▸ Set problem: Your output is the line containing "of the seated" plus all lines after it to the end of the records, reproduced exactly, with nothing else.
%%
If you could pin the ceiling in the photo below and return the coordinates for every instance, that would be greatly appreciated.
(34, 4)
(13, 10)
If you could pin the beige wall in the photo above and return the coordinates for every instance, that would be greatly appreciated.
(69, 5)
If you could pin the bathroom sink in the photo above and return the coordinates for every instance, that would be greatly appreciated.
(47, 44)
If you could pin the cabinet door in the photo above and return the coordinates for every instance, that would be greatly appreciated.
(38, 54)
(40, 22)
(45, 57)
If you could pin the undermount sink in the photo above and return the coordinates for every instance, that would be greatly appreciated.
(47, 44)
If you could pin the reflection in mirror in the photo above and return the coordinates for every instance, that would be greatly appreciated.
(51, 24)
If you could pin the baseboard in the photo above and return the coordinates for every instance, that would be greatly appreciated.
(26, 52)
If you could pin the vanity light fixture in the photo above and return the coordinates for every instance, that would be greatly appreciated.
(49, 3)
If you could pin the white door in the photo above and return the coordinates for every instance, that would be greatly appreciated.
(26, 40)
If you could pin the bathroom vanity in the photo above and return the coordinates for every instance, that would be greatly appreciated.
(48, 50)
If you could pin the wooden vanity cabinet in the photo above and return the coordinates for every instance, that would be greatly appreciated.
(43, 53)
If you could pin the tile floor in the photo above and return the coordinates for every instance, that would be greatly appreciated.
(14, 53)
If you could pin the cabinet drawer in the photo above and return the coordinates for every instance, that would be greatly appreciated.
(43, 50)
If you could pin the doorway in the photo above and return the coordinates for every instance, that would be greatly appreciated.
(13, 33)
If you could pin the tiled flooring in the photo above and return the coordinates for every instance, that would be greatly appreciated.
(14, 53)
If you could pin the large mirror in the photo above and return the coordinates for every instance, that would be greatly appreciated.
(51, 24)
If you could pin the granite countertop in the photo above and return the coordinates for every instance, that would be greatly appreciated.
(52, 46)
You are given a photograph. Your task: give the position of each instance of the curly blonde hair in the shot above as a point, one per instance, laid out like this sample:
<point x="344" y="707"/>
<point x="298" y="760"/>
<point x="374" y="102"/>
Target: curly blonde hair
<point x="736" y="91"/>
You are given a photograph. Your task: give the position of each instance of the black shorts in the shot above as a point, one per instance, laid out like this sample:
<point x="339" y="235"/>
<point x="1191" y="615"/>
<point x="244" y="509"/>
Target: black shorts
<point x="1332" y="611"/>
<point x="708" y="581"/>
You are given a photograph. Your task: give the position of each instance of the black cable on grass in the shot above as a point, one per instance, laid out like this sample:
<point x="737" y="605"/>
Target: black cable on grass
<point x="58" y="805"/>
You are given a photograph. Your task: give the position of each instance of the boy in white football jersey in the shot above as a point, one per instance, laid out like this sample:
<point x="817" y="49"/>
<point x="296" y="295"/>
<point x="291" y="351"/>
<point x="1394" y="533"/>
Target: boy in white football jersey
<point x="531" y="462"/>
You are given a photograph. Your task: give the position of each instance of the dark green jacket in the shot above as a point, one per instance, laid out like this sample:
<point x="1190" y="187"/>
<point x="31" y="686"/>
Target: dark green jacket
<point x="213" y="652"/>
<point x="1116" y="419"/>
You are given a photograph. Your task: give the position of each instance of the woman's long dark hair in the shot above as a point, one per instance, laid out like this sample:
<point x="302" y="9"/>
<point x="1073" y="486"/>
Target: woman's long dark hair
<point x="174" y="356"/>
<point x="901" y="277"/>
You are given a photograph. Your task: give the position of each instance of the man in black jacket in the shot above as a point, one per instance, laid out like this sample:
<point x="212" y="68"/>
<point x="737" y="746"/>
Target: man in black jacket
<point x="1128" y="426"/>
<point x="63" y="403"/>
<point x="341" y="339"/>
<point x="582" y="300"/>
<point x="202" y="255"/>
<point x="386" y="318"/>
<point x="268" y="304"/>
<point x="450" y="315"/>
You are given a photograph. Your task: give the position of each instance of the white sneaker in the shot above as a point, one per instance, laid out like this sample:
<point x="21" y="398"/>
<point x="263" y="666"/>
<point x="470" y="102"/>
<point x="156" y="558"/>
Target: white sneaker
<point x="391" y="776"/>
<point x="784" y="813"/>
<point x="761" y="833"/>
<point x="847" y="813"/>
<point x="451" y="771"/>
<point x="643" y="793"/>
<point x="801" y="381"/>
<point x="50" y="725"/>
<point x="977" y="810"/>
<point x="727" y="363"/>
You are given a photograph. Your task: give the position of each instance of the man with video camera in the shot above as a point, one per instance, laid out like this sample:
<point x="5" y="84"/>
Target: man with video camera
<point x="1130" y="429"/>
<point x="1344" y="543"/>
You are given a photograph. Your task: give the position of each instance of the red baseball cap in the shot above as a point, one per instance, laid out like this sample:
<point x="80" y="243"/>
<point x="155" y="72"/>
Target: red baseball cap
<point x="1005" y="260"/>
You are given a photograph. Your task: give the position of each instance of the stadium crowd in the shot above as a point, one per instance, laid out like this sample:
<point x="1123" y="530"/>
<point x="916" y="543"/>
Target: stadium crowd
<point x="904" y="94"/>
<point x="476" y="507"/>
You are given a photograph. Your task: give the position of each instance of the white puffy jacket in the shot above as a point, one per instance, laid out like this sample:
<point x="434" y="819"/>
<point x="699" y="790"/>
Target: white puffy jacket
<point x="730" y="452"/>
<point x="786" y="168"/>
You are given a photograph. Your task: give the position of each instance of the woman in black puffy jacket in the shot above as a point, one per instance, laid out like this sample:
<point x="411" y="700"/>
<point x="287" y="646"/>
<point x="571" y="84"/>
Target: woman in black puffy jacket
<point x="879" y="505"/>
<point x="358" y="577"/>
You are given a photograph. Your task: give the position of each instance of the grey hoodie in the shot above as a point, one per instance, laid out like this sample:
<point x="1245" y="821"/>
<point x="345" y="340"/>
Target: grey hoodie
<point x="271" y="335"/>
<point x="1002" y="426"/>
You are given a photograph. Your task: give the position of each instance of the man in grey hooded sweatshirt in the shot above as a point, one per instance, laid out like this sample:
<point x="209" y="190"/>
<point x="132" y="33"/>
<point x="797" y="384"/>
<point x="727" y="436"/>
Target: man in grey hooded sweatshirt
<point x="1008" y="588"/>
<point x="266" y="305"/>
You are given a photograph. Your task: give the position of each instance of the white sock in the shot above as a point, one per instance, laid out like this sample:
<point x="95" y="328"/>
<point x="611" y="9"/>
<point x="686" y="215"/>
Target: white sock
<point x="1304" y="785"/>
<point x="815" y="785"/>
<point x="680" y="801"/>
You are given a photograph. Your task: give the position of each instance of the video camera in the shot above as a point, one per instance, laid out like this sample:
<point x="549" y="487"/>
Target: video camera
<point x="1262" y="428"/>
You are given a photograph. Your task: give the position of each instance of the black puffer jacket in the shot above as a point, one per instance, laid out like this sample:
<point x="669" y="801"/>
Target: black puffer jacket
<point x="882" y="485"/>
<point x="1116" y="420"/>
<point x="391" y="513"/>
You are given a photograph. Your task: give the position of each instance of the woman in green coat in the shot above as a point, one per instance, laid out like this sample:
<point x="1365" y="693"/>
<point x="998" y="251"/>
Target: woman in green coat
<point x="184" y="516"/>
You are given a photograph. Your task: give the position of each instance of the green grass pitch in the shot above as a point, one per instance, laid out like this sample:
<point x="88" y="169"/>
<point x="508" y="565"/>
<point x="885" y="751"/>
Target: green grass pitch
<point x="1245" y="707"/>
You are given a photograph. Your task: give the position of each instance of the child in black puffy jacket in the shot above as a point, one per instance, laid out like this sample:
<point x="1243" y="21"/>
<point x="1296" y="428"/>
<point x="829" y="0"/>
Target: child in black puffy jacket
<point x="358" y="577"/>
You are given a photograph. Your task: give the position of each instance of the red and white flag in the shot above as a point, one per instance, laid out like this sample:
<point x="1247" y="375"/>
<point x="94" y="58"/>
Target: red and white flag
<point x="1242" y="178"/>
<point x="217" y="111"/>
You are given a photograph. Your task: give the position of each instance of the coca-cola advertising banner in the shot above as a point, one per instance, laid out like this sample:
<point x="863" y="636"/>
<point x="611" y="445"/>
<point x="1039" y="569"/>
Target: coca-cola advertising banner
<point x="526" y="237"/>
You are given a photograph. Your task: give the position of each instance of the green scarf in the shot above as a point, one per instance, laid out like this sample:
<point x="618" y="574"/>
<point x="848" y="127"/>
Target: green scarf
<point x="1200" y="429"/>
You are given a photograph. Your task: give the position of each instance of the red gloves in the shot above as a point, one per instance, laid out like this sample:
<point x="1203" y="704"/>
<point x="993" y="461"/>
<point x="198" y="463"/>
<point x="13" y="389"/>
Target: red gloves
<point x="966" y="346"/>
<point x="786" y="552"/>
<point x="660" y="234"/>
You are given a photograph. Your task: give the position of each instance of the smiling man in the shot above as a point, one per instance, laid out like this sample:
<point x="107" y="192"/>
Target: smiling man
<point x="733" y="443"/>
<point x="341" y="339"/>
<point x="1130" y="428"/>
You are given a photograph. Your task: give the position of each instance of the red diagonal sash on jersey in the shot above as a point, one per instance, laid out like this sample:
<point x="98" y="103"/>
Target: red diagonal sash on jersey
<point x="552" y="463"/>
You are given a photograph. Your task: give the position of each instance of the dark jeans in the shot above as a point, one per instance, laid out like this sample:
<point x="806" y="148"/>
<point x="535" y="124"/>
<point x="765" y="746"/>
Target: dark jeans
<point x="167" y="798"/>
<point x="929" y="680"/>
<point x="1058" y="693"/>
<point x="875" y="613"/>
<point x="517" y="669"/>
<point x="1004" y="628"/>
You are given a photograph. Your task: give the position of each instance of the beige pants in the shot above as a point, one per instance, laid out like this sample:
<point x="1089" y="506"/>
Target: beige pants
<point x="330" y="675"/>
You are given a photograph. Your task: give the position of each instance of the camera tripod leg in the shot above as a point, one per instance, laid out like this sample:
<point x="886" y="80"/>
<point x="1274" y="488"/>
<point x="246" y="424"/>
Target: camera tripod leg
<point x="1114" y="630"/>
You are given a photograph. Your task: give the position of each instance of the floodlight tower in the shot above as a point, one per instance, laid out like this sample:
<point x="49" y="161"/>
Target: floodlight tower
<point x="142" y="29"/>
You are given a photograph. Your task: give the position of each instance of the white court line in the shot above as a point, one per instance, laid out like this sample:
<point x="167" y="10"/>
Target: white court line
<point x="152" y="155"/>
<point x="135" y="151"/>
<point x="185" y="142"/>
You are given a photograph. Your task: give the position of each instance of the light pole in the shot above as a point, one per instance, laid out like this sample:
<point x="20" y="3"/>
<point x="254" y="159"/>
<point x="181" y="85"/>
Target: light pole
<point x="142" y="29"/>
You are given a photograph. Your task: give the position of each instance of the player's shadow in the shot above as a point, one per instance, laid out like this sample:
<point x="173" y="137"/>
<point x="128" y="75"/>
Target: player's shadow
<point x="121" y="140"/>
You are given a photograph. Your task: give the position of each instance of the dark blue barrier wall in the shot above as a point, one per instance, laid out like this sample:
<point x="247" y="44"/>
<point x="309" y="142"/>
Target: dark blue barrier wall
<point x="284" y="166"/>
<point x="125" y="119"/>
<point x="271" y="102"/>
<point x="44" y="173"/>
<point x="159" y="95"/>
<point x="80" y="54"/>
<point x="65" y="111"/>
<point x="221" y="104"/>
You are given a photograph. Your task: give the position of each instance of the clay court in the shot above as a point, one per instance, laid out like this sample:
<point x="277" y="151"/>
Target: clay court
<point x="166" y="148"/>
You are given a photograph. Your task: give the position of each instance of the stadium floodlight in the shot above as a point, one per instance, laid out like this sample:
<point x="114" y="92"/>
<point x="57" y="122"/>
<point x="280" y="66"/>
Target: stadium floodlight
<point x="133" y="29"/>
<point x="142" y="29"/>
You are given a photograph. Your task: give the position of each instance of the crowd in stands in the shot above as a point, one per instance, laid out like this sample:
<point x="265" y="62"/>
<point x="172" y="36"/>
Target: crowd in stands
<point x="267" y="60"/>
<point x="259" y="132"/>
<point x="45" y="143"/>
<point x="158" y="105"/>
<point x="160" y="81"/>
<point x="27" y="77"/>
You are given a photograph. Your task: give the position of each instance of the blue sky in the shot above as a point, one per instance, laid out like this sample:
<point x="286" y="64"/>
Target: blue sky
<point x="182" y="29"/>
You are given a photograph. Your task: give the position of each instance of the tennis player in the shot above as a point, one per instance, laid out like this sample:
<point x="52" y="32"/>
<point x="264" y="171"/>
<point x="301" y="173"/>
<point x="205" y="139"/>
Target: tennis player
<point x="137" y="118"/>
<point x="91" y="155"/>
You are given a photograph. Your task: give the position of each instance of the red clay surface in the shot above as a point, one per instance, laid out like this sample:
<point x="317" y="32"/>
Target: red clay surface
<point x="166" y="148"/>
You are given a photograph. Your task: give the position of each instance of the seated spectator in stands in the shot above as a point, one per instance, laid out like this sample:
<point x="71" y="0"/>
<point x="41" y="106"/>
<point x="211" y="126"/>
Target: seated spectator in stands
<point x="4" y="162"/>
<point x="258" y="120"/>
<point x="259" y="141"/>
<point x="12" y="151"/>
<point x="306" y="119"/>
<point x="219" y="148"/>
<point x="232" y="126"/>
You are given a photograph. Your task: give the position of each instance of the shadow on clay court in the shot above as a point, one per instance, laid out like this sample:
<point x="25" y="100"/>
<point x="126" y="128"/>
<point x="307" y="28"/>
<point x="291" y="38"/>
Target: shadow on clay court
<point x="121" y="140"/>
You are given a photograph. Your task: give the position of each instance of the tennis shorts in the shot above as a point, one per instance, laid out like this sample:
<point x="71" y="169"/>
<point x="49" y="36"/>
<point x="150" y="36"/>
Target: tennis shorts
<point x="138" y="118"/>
%%
▸ Solution for this task:
You are given a photograph. Your task: give the position of each instance of the seated spectator in stands in the shot above as a point, one per instance, laid out like this sample:
<point x="71" y="0"/>
<point x="41" y="106"/>
<point x="211" y="126"/>
Target: seated spectator in stands
<point x="4" y="162"/>
<point x="258" y="120"/>
<point x="259" y="141"/>
<point x="12" y="151"/>
<point x="306" y="119"/>
<point x="219" y="148"/>
<point x="232" y="126"/>
You are given a photograph. Your task: give the position of each instance of the shadow on clay court in the shot above as a point, one per instance, laid out like this sample:
<point x="25" y="100"/>
<point x="126" y="128"/>
<point x="307" y="28"/>
<point x="291" y="38"/>
Target: shadow on clay court
<point x="121" y="140"/>
You are given a photograph. Your task: give the position of each instance of the tennis shorts in the shot above as a point, one per instance, laid out like this sample:
<point x="71" y="169"/>
<point x="49" y="36"/>
<point x="150" y="36"/>
Target: tennis shorts
<point x="138" y="118"/>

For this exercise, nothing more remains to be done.